- WHAT YOU WILL DO -
From the records, return each line that has the word "glove" in it.

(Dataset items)

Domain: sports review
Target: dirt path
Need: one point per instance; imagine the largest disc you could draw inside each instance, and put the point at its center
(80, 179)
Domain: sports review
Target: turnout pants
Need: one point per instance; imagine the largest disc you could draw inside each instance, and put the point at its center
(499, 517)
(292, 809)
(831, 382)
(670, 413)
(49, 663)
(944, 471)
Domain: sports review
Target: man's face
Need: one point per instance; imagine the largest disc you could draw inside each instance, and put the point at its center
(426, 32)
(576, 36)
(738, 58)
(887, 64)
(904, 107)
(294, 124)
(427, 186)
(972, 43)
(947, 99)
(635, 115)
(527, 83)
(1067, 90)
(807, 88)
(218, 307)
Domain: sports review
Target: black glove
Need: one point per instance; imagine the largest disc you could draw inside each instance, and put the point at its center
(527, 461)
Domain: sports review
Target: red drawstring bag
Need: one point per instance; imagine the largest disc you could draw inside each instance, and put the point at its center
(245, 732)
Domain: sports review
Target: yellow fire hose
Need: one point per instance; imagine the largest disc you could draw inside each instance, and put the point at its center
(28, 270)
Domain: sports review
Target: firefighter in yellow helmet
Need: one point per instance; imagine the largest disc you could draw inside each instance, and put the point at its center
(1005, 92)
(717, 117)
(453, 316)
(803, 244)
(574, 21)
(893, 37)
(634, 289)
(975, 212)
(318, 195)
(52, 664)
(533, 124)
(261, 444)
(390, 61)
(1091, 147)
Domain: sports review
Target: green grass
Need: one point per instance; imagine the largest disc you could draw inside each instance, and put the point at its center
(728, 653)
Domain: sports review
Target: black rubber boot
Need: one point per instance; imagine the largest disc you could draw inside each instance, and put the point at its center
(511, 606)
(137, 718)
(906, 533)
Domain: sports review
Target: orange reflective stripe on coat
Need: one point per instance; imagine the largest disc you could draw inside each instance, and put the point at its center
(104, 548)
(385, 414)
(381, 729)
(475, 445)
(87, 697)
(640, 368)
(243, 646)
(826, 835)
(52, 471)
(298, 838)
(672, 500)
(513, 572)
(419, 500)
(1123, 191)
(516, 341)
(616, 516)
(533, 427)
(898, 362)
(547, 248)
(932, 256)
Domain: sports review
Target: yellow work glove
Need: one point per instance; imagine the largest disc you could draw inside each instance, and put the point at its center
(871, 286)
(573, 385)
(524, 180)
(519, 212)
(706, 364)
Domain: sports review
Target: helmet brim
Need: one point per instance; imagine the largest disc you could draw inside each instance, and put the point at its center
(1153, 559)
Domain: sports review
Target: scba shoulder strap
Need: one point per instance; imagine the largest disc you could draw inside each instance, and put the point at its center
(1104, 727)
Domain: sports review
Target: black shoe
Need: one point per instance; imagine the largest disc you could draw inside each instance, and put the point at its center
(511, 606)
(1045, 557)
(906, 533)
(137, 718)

- OUTPUT -
Target: black glove
Target: yellow work glove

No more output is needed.